■ **Source**
93. Fireshrine---Purity Ring
        Don't let Megan James' girly, sing-song voice fool you; Fireshrine is an admitted wierdo, powered by a glitchy, domineering beat, and violent imagery that's as lovely as it is disturbing.
92. Constant Conversations---Passion Pit
        In which Passion Pit slows down and smells the roses (spoiler alert: they smell terrible). Mid-summer seems to ooze out of the thing, proving that even a sun-soaked stroll can't keep Michael Angelakos' mind from slipping back to self-hating territory.
91. Druggys Wit Hoes Again---Schoolboy Q feat. AB Soul
         Warning: this track has no nutritional value to speak of, but you best believe it's damn delicious. Q's flow is kinetic as always, and the beat here is nothing short of monstrous.
90. Monoliths---Lotus Plaza***
         Monoliths shoots for the stars, all crashing drums and endlessly ascending guitars. It juxtaposes the enormous and the intimate in a way that few songs can.
89. Leader of the Pack---Sleigh Bells
         Sleigh Bells' 2012 LP, Reign of Terror, wholly failed to live up to its name, watering down the chaos of their debut for something a touch more user-friendly. Leader isn't the best song because it reinstates old philosophies; it's the track that blends the two styles with the most savvy and emotion, alluding to promising future directions for the duo.

■ **Short problem a**
Using the song list, decide whether each statement holds: (i) Sleigh Bells' 2012 LP is titled Reign of Terror; (ii) Constant Conversations is ranked number 91; (iii) the Schoolboy Q track features AB Soul. Answer yes or no for each and quote the deciding words.
The song list and the records are unrelated to each other.

[Point placement records]
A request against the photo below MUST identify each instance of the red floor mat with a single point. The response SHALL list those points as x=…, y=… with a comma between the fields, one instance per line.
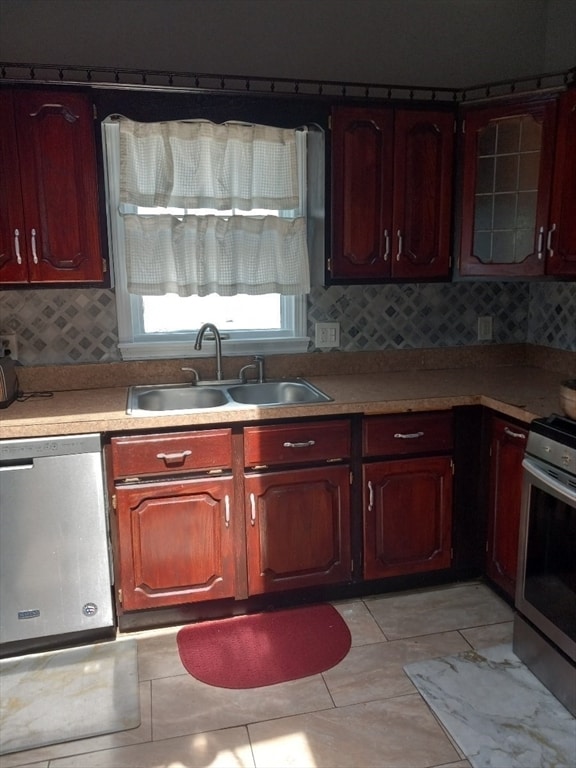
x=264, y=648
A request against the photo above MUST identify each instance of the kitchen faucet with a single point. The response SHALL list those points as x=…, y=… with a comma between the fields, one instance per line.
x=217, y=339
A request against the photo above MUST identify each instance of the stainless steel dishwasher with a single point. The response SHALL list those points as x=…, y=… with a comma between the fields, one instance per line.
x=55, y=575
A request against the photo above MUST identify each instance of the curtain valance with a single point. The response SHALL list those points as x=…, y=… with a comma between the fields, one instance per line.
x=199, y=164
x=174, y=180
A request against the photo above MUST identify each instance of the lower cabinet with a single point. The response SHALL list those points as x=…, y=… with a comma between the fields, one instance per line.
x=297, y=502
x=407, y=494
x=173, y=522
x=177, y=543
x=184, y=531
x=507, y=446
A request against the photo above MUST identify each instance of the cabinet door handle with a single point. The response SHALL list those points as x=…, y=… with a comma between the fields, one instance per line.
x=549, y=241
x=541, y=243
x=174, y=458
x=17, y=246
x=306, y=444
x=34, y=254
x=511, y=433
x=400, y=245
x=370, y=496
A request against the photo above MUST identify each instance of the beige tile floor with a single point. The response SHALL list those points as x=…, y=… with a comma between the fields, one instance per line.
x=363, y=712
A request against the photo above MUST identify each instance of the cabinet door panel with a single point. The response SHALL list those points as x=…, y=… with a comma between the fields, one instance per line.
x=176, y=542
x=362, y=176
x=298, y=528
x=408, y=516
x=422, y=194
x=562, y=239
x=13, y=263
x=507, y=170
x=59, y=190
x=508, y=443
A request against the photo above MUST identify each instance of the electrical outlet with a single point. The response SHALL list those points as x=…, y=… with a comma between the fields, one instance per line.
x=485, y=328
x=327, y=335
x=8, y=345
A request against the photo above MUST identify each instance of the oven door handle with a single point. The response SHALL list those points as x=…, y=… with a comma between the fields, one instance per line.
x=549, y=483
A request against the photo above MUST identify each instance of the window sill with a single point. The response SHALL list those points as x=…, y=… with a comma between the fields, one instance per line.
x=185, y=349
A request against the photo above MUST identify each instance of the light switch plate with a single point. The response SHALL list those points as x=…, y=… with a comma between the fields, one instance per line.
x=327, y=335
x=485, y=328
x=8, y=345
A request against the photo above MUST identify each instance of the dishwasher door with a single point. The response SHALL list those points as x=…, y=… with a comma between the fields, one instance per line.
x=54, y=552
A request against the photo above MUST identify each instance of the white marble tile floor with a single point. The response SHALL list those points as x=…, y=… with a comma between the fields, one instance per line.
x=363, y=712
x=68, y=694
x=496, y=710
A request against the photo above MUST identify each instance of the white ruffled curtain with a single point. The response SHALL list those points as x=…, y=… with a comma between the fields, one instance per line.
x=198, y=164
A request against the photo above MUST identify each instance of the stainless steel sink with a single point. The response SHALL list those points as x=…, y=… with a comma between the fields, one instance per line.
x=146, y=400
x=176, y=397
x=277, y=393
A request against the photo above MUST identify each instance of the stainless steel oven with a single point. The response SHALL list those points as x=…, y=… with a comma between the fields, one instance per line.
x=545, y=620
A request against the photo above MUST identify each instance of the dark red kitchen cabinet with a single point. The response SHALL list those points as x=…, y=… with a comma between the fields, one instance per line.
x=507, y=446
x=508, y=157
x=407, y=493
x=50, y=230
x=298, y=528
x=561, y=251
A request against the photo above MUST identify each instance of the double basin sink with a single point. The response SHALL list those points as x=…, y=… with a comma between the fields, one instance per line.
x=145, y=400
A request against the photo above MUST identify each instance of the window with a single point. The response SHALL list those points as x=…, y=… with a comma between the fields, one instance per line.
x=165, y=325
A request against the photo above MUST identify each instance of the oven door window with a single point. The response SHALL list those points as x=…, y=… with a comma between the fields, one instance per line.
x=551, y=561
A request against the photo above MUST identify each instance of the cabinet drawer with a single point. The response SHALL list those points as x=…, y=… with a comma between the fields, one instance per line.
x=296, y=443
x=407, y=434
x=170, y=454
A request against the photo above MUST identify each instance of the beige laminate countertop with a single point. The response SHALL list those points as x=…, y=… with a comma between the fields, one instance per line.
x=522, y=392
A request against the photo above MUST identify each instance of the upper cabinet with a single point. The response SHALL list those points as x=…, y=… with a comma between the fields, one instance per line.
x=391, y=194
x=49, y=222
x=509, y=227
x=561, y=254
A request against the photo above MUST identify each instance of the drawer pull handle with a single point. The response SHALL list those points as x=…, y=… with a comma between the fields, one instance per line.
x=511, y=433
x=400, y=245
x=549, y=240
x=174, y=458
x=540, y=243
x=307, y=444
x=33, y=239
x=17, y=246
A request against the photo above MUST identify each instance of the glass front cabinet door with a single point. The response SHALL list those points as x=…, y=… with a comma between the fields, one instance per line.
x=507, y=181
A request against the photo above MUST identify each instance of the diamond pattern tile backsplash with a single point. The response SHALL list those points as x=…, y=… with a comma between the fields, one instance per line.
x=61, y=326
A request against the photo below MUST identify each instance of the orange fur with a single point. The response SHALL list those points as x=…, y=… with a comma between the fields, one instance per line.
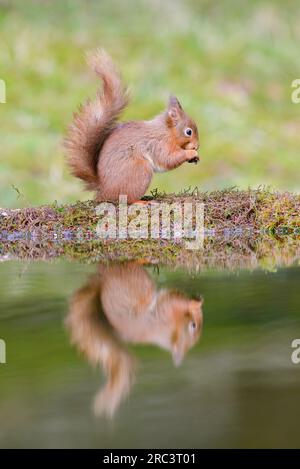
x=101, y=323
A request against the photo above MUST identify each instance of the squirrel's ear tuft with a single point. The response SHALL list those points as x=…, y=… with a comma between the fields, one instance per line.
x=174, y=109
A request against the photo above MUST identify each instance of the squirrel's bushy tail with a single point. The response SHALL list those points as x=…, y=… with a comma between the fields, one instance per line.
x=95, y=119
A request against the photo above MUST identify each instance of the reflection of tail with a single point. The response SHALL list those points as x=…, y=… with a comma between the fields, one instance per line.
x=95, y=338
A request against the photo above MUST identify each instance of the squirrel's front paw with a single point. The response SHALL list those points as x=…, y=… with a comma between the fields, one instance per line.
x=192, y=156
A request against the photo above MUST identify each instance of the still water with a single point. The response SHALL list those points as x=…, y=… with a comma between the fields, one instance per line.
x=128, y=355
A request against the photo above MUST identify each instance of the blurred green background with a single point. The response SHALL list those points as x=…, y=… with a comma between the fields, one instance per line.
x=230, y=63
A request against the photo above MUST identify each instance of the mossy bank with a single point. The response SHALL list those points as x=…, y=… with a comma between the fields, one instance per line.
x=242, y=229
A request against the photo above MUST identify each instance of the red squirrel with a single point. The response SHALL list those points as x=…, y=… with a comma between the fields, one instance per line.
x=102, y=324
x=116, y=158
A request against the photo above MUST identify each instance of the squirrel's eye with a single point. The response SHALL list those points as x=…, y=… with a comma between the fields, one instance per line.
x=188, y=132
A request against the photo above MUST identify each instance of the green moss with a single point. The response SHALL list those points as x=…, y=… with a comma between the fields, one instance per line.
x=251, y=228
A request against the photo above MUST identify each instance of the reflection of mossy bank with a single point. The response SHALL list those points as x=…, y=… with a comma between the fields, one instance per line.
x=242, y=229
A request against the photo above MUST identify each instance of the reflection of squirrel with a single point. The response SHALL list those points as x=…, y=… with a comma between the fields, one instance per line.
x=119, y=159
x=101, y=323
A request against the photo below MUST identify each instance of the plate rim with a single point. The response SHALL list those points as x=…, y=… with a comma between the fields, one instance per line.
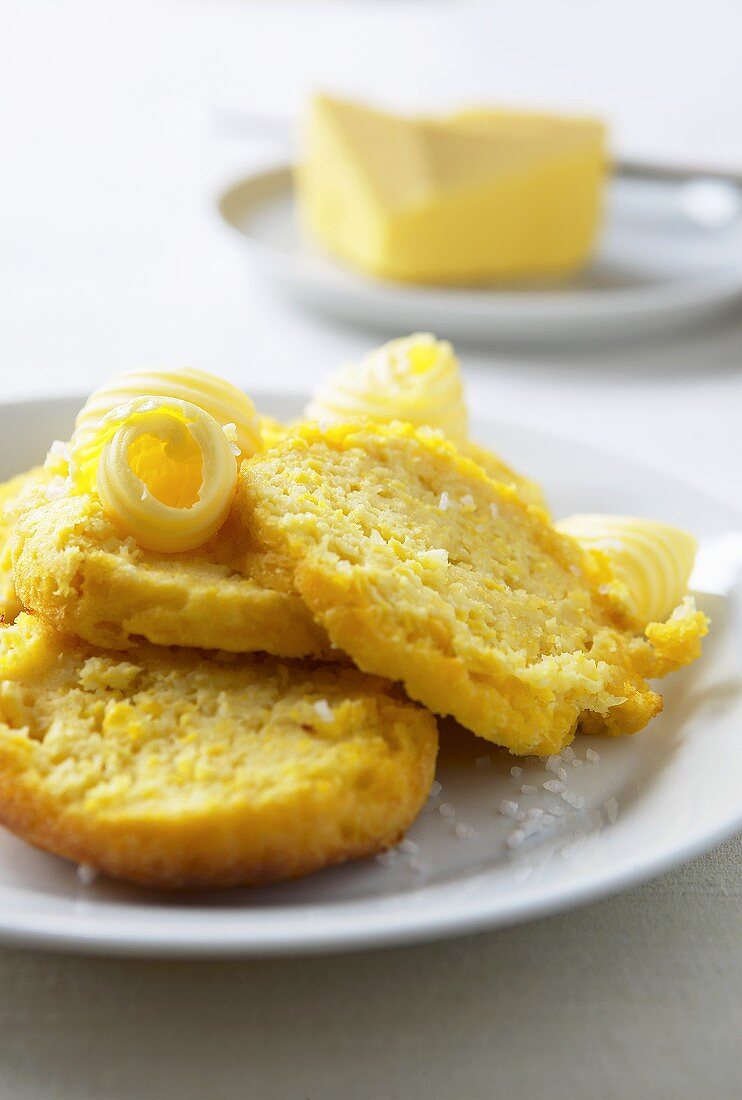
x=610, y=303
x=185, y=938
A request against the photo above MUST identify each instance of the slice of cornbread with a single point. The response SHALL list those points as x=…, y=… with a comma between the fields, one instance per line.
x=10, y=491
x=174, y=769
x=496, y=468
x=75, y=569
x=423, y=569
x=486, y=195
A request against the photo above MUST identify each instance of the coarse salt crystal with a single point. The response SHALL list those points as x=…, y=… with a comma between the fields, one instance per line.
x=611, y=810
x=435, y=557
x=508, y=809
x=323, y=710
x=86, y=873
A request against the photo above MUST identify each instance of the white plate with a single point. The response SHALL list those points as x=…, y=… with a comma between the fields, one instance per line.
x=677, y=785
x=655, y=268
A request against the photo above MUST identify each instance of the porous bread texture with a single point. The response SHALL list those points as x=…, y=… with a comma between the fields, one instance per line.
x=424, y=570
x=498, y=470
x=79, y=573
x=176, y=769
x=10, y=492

* * *

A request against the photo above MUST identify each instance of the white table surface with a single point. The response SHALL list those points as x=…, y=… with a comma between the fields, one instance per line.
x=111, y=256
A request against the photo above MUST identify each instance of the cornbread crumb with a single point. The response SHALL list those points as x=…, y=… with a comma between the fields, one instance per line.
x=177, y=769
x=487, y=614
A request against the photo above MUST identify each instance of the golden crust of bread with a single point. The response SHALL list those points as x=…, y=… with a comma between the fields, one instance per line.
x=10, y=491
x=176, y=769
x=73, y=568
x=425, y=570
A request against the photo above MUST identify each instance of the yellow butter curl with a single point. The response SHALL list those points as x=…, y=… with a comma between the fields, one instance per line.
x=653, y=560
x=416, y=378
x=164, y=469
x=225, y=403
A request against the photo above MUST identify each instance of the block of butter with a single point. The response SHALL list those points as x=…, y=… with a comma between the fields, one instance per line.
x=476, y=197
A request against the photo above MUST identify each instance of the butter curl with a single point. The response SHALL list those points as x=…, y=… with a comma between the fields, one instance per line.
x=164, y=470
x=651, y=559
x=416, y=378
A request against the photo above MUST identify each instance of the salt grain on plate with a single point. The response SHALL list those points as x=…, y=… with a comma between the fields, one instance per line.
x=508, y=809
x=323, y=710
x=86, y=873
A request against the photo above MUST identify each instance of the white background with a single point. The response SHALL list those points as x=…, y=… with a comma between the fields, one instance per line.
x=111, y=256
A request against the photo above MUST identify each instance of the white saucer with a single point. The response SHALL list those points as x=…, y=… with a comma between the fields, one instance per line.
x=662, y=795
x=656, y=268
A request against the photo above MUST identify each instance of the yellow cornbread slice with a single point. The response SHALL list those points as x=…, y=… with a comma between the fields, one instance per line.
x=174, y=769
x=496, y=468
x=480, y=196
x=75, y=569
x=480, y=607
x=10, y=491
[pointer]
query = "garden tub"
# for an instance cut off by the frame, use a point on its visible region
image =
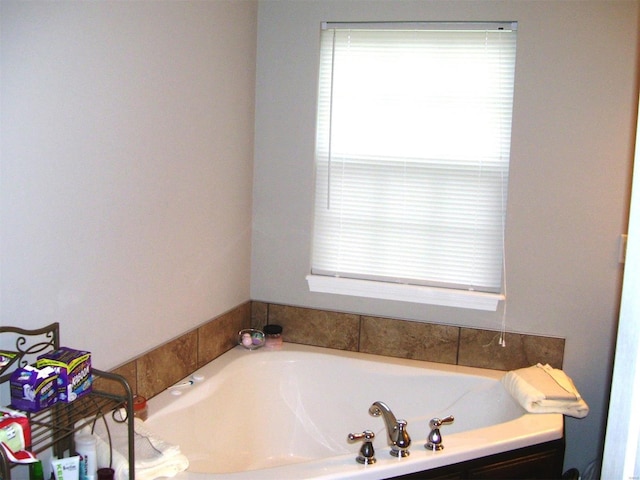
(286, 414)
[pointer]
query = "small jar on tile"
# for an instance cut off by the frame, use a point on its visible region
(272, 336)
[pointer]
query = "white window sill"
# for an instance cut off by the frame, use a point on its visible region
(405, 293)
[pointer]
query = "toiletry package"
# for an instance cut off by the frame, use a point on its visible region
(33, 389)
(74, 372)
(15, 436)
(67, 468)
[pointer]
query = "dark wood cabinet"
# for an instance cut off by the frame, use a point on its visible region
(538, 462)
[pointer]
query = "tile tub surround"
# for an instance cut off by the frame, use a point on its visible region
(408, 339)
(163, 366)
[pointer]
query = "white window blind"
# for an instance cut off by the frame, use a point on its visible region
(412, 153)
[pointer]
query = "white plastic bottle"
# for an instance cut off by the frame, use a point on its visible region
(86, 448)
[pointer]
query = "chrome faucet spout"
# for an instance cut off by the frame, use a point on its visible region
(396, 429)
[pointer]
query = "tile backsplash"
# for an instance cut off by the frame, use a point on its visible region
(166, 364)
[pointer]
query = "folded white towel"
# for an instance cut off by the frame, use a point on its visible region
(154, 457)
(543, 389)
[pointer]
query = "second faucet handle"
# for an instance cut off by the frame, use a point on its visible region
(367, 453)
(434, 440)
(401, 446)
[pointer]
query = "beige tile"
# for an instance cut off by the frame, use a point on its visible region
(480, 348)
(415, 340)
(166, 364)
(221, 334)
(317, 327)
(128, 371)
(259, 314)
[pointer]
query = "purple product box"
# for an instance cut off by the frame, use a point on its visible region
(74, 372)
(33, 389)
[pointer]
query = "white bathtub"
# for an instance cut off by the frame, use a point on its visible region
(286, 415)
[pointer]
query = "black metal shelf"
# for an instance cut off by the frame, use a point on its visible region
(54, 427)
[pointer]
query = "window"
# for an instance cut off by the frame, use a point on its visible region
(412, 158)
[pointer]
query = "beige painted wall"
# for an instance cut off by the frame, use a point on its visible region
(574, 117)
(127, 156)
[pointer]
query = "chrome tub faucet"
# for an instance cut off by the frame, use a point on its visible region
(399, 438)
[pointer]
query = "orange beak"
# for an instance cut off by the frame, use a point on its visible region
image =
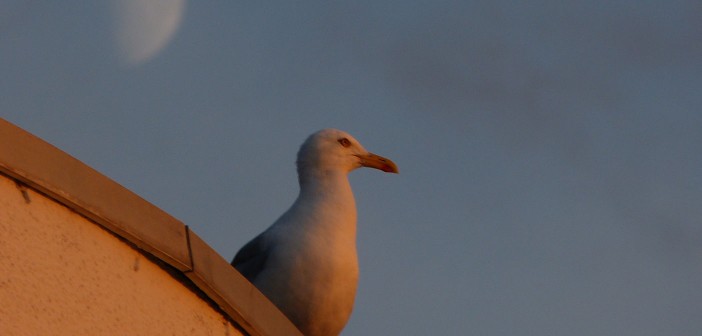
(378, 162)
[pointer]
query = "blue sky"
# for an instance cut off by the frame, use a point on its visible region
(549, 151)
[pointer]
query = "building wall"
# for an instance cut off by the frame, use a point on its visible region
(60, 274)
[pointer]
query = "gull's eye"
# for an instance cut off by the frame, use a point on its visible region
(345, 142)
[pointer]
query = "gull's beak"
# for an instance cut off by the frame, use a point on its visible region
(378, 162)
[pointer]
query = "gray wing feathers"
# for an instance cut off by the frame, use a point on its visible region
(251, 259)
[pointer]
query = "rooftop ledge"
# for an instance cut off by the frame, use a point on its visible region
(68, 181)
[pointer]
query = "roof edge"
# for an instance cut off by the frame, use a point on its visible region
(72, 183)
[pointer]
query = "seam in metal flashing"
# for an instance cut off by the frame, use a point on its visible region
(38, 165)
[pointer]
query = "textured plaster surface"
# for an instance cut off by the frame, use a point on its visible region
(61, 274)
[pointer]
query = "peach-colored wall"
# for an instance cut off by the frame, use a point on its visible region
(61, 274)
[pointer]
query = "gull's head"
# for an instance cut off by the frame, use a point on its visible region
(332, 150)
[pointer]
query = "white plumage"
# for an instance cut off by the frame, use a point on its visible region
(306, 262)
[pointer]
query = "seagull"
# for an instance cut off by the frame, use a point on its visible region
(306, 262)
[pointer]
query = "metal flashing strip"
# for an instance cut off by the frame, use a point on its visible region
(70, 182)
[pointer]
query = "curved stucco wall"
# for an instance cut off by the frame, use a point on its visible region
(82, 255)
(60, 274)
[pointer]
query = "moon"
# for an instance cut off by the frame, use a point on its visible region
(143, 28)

* * *

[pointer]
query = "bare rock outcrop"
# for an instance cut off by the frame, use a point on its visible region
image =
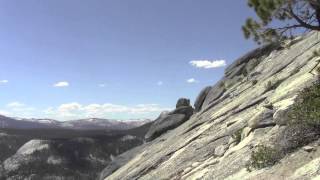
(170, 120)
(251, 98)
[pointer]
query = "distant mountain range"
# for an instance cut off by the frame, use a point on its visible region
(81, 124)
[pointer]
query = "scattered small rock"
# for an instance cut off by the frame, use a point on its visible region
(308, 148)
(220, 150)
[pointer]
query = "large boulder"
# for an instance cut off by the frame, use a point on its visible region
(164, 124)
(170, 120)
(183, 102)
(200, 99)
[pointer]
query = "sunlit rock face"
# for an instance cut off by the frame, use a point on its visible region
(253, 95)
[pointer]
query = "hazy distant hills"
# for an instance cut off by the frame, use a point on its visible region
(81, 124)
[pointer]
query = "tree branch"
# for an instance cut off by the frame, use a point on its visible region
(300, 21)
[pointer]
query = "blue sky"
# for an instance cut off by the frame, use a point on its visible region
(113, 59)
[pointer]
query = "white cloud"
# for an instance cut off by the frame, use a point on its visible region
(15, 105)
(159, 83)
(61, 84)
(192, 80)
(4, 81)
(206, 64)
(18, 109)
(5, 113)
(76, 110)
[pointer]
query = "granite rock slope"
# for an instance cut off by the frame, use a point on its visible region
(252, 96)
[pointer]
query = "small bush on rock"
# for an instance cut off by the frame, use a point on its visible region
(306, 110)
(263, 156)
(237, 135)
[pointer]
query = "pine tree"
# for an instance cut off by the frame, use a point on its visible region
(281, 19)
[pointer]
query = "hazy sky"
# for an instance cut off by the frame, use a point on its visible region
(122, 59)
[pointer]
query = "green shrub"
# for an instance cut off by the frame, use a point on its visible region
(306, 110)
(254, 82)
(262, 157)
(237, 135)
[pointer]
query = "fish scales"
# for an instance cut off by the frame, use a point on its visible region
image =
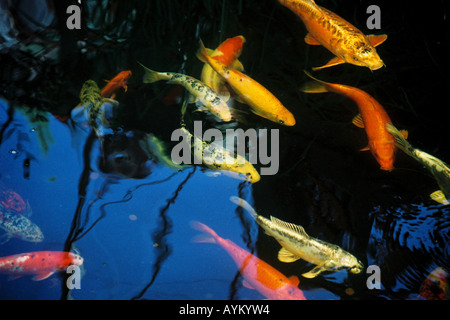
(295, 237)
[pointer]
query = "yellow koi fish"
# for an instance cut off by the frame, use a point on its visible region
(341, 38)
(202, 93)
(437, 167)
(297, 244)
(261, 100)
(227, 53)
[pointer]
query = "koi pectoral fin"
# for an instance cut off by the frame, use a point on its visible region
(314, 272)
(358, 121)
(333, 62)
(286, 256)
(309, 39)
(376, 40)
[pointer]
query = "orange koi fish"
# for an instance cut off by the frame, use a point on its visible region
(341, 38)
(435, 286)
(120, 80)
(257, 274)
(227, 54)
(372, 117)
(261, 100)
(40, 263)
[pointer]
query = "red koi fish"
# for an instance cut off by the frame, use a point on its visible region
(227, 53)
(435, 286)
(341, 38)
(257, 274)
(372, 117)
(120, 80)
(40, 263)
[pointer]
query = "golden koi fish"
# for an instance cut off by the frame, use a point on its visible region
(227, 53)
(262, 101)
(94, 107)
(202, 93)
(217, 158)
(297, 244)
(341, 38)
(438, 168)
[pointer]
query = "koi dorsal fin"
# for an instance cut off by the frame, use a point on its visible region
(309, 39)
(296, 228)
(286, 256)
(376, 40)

■ **Short problem b**
Write out the part of the records that opens with the line containing "of the diamond" and closes with the line containing "x=95, y=119", including both of those lines. Leave the pictures out.

■ **Correct output a**
(i) Yes: "Sleigh Bells' 2012 LP, Reign of Terror, wholly failed to live up to its name"
(ii) No: "92. Constant Conversations---Passion Pit"
(iii) Yes: "91. Druggys Wit Hoes Again---Schoolboy Q feat. AB Soul"

■ **Correct output b**
A request against the photo above MUST identify each instance of the diamond pattern tile backsplash with a single point. The response SHALL list those points as x=…, y=… with a comma between the fields, one instance per line.
x=61, y=326
A request against the photo below MUST identify each instance of the orange fur with a single point. The response SHALL list those points as x=…, y=… with a comma between the fields, one instance per line.
x=101, y=323
A request against the photo above MUST identify each instance of the squirrel's ear tuft with a single point. The response SHALL list those points as x=…, y=… with a comma between the fields, one instance per line.
x=174, y=109
A request against the photo above MUST identify each instance of the squirrel's bushy tail with a single point. The response SHALL list those points as x=…, y=… with a comma between the fields, one instance per line.
x=95, y=119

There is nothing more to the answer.